▶ _WHAT TO DO_:
From the records below, transcribe exactly the lines that begin at the line with "[ ] locate the metal railing" and end at the line with "[ ] locate the dirt patch", both included.

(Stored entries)
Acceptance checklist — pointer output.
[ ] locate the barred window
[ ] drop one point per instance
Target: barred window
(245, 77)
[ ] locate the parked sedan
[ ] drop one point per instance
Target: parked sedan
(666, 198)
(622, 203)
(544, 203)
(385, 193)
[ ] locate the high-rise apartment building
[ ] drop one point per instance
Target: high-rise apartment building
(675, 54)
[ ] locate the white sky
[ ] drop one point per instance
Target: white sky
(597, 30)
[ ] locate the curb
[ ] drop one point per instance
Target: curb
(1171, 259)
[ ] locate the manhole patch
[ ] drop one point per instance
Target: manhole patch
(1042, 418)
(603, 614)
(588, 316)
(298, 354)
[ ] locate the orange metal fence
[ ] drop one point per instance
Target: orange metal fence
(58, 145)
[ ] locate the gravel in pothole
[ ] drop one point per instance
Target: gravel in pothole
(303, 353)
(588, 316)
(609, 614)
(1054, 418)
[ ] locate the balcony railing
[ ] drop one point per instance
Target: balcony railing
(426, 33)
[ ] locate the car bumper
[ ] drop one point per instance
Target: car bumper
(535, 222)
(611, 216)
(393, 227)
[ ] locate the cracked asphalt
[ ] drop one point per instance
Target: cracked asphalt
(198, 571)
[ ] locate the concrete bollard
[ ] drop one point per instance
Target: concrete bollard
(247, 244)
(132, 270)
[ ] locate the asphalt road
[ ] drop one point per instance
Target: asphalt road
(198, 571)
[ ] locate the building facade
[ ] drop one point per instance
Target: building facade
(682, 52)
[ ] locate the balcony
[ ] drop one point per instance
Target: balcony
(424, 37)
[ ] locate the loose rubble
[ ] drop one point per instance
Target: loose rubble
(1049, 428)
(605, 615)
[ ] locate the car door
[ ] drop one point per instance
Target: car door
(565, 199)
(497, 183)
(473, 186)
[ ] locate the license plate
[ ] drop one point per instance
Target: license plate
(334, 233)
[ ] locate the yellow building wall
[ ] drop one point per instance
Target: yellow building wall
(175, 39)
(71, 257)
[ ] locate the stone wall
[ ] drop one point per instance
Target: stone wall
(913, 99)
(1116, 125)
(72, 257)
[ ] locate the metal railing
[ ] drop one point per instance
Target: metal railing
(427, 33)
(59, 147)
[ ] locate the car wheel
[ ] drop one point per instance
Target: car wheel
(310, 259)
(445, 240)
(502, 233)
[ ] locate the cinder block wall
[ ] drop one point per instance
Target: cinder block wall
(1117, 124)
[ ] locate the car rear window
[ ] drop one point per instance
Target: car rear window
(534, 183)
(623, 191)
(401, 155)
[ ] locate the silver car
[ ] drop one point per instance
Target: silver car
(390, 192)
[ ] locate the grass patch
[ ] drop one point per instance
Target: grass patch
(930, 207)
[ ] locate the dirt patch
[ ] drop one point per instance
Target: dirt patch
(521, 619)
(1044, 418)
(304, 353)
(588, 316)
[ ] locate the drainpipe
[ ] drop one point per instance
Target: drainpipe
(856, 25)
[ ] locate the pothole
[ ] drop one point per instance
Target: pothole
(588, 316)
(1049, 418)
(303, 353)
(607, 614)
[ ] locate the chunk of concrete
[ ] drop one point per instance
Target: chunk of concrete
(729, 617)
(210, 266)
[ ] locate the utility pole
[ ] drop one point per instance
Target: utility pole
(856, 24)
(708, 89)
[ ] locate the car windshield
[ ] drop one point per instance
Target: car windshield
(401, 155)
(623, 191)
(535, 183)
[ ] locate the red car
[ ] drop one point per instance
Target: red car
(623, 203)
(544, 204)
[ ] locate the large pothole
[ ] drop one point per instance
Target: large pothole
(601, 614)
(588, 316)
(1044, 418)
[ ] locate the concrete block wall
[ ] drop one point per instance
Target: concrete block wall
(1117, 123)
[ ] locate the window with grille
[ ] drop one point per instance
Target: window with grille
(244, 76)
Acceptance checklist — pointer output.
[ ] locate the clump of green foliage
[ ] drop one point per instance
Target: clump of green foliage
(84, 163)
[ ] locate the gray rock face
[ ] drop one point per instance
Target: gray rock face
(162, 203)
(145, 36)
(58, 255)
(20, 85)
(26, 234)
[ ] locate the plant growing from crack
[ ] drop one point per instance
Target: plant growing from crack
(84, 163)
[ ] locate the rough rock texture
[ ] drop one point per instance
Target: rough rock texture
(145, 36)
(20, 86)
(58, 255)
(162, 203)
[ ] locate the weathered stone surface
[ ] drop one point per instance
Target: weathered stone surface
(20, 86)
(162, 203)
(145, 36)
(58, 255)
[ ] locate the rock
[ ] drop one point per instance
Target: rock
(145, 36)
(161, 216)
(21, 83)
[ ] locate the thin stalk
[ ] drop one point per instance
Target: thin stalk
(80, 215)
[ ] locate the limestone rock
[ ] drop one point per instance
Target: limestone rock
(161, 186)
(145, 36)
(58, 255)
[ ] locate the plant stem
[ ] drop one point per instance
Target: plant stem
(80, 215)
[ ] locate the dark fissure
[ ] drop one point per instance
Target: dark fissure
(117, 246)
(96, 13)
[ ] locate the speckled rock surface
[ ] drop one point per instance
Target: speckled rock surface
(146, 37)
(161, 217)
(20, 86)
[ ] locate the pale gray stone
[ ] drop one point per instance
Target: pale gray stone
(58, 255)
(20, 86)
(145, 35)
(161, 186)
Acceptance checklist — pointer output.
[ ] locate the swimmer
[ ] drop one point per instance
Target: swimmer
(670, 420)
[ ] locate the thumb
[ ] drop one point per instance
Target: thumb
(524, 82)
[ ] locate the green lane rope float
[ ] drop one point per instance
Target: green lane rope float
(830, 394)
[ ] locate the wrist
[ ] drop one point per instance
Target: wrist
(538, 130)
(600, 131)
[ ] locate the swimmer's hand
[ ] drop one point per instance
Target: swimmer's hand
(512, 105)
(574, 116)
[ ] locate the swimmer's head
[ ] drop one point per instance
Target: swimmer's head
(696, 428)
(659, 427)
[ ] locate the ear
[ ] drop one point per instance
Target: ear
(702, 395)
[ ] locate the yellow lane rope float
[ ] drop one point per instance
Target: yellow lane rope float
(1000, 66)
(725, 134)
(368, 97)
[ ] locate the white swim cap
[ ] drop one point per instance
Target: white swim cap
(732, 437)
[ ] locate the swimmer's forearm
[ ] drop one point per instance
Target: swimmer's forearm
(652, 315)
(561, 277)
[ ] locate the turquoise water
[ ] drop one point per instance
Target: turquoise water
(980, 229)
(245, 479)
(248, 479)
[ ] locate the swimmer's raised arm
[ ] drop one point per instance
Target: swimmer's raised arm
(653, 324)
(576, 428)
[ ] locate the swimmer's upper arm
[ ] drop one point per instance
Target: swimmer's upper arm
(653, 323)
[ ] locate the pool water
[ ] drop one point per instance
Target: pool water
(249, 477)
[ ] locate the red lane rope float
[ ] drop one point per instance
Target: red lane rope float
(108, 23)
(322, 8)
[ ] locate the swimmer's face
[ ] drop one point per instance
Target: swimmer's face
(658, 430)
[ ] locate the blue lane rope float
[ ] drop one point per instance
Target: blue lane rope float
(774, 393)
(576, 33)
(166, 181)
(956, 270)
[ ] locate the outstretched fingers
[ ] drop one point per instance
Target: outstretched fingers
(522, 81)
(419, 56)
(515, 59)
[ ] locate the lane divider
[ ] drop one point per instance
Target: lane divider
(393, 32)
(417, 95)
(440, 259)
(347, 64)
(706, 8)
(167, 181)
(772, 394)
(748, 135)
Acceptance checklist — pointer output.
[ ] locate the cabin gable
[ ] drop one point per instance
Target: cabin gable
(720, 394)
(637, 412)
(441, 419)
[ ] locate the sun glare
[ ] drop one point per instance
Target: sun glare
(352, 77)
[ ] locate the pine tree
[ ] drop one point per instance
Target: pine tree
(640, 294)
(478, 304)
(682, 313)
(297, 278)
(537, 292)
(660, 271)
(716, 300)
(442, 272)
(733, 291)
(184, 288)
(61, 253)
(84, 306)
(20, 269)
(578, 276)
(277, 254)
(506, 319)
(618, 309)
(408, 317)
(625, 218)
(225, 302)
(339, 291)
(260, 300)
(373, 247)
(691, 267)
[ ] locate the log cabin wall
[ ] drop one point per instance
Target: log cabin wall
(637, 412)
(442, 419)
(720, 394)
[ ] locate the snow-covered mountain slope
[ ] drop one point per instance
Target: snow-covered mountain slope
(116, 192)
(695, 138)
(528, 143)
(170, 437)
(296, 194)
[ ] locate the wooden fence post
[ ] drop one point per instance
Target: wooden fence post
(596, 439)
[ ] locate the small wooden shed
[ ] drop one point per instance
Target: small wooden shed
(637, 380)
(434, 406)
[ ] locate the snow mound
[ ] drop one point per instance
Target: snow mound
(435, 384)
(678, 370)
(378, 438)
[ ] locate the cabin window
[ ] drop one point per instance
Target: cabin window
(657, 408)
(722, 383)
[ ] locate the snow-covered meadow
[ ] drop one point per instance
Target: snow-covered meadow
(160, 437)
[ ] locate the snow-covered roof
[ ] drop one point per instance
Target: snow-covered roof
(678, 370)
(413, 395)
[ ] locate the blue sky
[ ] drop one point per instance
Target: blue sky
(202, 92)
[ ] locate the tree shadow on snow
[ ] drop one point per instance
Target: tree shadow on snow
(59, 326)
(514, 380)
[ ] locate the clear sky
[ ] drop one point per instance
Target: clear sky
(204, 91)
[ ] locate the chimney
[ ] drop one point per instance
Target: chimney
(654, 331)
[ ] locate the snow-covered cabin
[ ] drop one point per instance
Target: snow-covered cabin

▶ _ANSWER TO THIS PROBLEM_:
[ ] locate the metal railing
[ ] drop one point per instance
Target: metal railing
(427, 33)
(59, 147)
[ ] locate the car wheel
[ ] drop one point per instance
Target: car wheel
(310, 259)
(445, 240)
(502, 233)
[ ] locate the cinder block wall
[ ] drop one point per instance
Target: cinder block wall
(1117, 124)
[ ] locate the car rear window
[ ] drop one point per instance
Target: car rear window
(534, 183)
(623, 191)
(401, 155)
[ ] locate the silver car
[ ] drop one point per instance
Target: silver car
(390, 192)
[ ] locate the grass patch
[ ] drop one point per instance
Target: grass patch
(930, 207)
[ ] locate the dirt patch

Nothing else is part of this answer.